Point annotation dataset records
▬▬▬

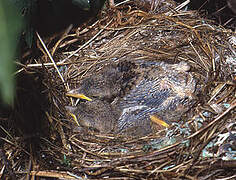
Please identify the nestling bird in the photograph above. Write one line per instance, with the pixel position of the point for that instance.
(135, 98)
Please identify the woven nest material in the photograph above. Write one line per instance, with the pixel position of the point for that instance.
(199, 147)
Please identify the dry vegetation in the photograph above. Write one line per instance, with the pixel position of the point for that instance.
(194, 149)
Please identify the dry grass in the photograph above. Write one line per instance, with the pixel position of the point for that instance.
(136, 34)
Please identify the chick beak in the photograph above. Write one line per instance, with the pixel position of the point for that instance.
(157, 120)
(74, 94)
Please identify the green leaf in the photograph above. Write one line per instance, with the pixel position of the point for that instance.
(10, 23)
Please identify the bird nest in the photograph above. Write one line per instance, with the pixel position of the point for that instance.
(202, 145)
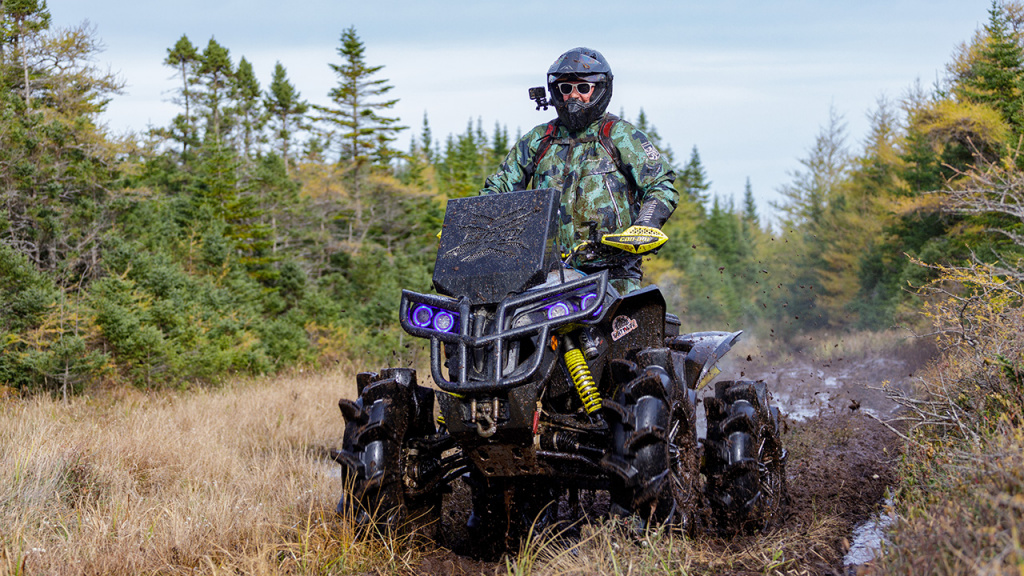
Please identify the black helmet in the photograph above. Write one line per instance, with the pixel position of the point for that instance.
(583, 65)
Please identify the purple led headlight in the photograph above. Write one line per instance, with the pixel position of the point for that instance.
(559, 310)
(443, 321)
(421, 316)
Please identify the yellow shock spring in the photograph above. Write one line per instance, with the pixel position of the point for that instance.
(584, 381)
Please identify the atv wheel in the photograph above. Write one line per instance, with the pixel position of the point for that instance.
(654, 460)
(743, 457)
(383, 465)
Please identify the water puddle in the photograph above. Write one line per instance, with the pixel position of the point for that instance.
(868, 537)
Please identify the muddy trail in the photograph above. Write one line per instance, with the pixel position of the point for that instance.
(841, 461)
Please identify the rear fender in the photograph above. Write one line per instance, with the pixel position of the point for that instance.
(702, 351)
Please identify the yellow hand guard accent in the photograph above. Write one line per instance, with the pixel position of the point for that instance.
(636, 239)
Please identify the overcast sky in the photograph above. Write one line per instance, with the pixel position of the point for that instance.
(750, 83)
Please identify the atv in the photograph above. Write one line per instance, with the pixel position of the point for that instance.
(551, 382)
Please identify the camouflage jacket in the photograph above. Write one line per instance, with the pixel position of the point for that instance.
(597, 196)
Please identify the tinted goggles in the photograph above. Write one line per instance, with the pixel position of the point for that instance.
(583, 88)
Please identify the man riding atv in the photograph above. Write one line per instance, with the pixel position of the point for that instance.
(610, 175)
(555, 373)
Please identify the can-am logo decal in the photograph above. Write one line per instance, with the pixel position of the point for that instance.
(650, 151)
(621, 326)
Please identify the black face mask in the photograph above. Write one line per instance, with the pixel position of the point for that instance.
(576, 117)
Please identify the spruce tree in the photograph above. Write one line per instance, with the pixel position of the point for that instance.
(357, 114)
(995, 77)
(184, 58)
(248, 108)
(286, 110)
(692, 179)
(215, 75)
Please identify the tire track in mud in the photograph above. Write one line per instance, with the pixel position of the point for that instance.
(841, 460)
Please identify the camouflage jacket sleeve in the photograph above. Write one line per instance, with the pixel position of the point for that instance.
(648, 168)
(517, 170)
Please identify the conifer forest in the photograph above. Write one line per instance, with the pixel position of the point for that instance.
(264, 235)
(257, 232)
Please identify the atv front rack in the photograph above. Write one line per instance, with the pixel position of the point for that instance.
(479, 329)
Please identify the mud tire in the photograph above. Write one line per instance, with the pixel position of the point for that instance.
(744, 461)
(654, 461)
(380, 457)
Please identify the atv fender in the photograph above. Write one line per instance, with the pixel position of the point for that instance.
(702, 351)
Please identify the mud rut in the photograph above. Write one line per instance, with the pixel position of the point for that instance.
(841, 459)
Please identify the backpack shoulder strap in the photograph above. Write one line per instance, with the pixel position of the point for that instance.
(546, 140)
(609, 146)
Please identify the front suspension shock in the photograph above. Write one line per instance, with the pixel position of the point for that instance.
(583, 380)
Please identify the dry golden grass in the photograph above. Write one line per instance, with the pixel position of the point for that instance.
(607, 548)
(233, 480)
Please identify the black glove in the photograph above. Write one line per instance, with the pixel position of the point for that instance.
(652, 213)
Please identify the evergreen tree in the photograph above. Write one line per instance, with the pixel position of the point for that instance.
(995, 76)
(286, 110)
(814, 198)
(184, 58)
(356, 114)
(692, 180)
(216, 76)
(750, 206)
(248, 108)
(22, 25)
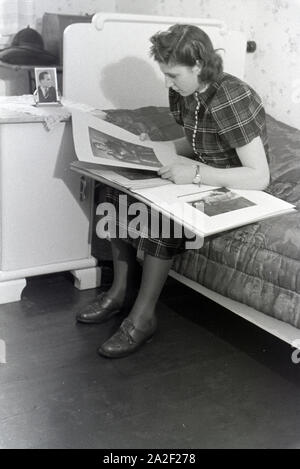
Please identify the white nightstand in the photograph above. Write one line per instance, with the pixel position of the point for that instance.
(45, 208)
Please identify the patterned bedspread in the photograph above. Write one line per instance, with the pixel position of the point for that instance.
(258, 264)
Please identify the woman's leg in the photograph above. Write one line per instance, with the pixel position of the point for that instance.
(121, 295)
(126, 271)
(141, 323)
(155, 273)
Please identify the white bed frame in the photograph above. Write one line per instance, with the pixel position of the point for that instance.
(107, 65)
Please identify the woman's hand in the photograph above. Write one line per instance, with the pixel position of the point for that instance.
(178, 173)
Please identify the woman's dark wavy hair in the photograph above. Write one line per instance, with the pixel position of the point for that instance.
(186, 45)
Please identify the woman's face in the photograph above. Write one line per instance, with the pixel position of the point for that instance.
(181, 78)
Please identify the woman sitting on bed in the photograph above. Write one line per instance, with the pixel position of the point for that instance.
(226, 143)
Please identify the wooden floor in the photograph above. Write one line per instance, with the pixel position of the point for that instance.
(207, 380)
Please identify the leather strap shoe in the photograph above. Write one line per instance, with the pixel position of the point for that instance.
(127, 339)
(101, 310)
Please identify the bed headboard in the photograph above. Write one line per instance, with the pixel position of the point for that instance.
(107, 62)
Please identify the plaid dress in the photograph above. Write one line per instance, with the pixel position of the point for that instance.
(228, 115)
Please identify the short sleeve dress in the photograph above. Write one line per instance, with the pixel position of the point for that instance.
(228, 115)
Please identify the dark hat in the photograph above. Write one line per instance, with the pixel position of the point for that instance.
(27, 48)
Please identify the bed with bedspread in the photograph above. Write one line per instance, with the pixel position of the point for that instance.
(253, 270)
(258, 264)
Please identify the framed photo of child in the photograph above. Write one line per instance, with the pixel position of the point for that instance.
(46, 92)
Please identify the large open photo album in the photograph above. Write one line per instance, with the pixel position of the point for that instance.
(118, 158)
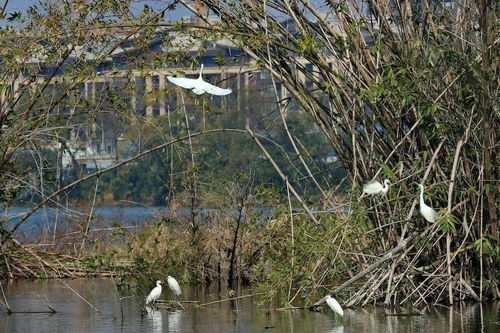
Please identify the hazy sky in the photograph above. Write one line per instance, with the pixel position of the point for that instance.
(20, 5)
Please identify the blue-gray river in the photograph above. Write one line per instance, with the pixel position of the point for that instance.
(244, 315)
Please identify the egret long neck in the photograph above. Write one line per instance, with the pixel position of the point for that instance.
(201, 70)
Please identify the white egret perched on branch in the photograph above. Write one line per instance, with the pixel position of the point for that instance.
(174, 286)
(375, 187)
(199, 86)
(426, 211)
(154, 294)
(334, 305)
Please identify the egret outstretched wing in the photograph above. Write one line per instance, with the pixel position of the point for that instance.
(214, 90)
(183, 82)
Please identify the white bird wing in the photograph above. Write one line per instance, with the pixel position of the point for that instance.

▬▬▬

— Requirements —
Without the pictures, copy the material exactly as given.

— Answer in full —
Please identify the nestling bird in the photograph above. Write one line per instance, with the pixel position of the point for that instance.
(135, 98)
Please identify the woven nest material in the photograph above. Write one line per instance, with the pixel position of the point for that instance.
(199, 147)
Please identify the dry vegetation in the photograph above. Write one line per instance, with the pixel position of the point for that instance.
(194, 149)
Please identify the dry grass in the photograph above. Write one line per instance, with the pixel position of the point for that instance.
(136, 34)
Please identify the chick beak in the photograph above. Write one line per instance, with the pixel position of the point for that instance.
(157, 120)
(74, 94)
Please identify the green leaf in the photograph above. Write one line per instance, with the pixel position of the point for that instance.
(10, 23)
Please identify the bird nest in the photograph above. Write one line per instance, with the pixel position of the point for that instance.
(202, 145)
Please identify the black helmet in the photograph above. Write one line per instance, with the pixel position of the point for that instance.
(583, 65)
Please identify the purple led headlight in the photograph above. Write one line per instance, with the pixel position of the point for that instance.
(559, 310)
(443, 321)
(421, 316)
Please identify the yellow shock spring in the photograph above. Write one line per instance, with the pixel position of the point for that instance.
(584, 381)
Please identify the atv wheel in the photograph above. Write one line per instance, with the pixel position of the point for that instance.
(654, 460)
(743, 457)
(383, 465)
Please identify the water puddle in the photograph above. Write one line per instance, with the pixel position of the point for that instance.
(868, 537)
Please identify the muddy trail in the photograph above. Write one line per instance, with the pixel position of the point for that instance.
(841, 461)
Please identify the rear fender in the photograph above. Write one line per instance, with the pixel position of the point for that instance.
(702, 351)
Please identify the yellow hand guard accent in the photograph above. Write one line per instance, with the pixel position of the point for that instance.
(636, 239)
Please identify the overcast sky in the photograph above. Write one line per instance, with the pixel position of the point for that instance.
(750, 83)
Please identify the atv in the photograph above. Write one line per instance, with the pixel position of the point for that instance.
(551, 382)
Please identify the camouflage jacket in the photograph above. Write one line per instance, with the pixel position of the point for that instance.
(597, 196)
Please identify the tinted goggles in the photograph above. Write one line per instance, with the pixel position of the point for that instance.
(583, 88)
Please identify the man riding atv in the photograph above. Write one line per instance, with the pixel position of the point for that instance.
(610, 175)
(555, 373)
Please identify the can-am logo decal in the photograph above. Write one line per instance, with the pixel position of the point for that instance.
(650, 151)
(621, 326)
Please identify the black face mask in the photograph above. Write one line per instance, with the pixel position of the point for that instance.
(576, 117)
Please identify the spruce tree in the photograph above. Write one line per instance, with the pixel position of the point for that instance.
(357, 114)
(995, 77)
(184, 58)
(248, 108)
(286, 110)
(692, 179)
(215, 75)
Please identify the tire track in mud in the photograph above. Write one line per instance, with the pixel position of the point for that instance.
(841, 460)
Please identify the camouflage jacket sleeve in the photograph above. Write one line per instance, with the pixel position of the point for that instance.
(648, 168)
(517, 170)
Please identify the conifer forest in the photograph above. Write one line per instance, with the pixel position of the point for that instance.
(264, 235)
(257, 232)
Please identify the atv front rack in the photograph above. Write one line per instance, with the pixel position of the point for that instance.
(479, 329)
Please identify the mud tire in the photograph above. Write one line per instance, with the pixel position of the point for that instance.
(744, 461)
(654, 461)
(380, 457)
Please identify the atv fender in the photograph above. Write one line per instance, with the pixel position of the point for that instance.
(702, 351)
Please identify the mud rut in the photograph above. Write one line per instance, with the pixel position of the point for that instance.
(841, 459)
Please identify the backpack shoulder strap in the photograph above. Write one line per instance, with the pixel position of the point for that instance.
(546, 140)
(609, 146)
Please identify the front suspension shock in the photograph above. Write one line per instance, with the pixel position of the point for that instance.
(583, 380)
Please identify the dry golden grass in the photograph above. Write one line per instance, with the pixel position of the point for that instance.
(607, 548)
(233, 480)
Please identify the black glove in the photograph above. Write one line per instance, with the pixel position of the point for that instance.
(652, 213)
Please identify the evergreen tree in the photograph above. Write one line per instance, with the pixel position of the point for that instance.
(995, 76)
(286, 110)
(814, 198)
(184, 58)
(356, 114)
(692, 180)
(216, 76)
(750, 206)
(248, 108)
(22, 25)
Please identify the white nightstand in the photograph above. Write one line per instance, with the pixel position of the point for that instance.
(45, 208)
Please identify the patterned bedspread in the photograph above. Write one line per instance, with the pixel position of the point for that instance.
(258, 264)
Please identify the woman's leg in the photograph above. Write one line per instance, with the pixel position of the point for that instance.
(121, 295)
(126, 271)
(141, 323)
(155, 273)
Please identify the white bed frame in the photograph above. Write one line per instance, with the pixel position of the point for that instance.
(107, 65)
Please identify the woman's hand in the photograph above. Write one line per instance, with the pixel position of the point for that instance.
(178, 173)
Please identify the woman's dark wavy hair in the photograph above. Write one line per instance, with the pixel position of the point for that instance.
(186, 45)
Please identify the woman's face in the photograph above. Write one line per instance, with the pixel position of the point for that instance.
(181, 78)
Please identify the woman sitting on bed in the photograph above. Write one line per instance, with the pixel position of the point for that instance.
(226, 143)
Please identify the wooden floor in the photograph above. Write one line per instance, with the pixel position of the point for that instance.
(207, 380)
Please identify the leather strap shoe in the photograph above. Write one line per instance, with the pixel position of the point for that instance.
(127, 339)
(101, 310)
Please identify the bed headboard in the photograph above. Write one line per instance, with the pixel position of the point for that instance.
(107, 62)
Please identify the plaid dress in the photograph above. Write one line per instance, with the pixel position of the point for that instance.
(228, 115)
Please identify the short sleeve dress in the photograph above. Write one line per instance, with the pixel position of the point for that instance.
(228, 115)
Please identify the dark hat in the photograph above. Write one line per instance, with the pixel position of the point for that instance.
(27, 48)
Please identify the bed with bedspread in the photograph above. Write one line per instance, with the pixel position of the point for that instance.
(253, 270)
(258, 264)
Please identify the framed photo of child in the photograph above. Write one line per instance, with the pixel position of the point for that instance.
(46, 92)
Please identify the large open photo album in the photograph above. Write one line per instance, with the pixel position of the point for that instance.
(118, 158)
Please identify the hazy sky in the photograph above. Write one line per instance, with the pixel position of the point for that instance.
(20, 5)
Please identify the blue-gray river in the photograph above. Write one line per instance, with the pixel position of the point for that instance.
(244, 315)
Please identify the egret long neck in the photograph above. Write one line per instance, with the pixel position of the point for that instance.
(201, 70)
Please identify the white egret perched on branch in the photograph above. Write one line per instance, with the pixel position of the point for that instance.
(174, 286)
(375, 187)
(199, 86)
(426, 211)
(154, 294)
(334, 305)
Please identify the egret outstretched wing in the photograph above. Write one line per instance, with the pixel position of the point for that instance.
(214, 90)
(183, 82)
Please identify the white bird wing in the photograph above. Write one line per instance, with the pixel position of the point for that instance.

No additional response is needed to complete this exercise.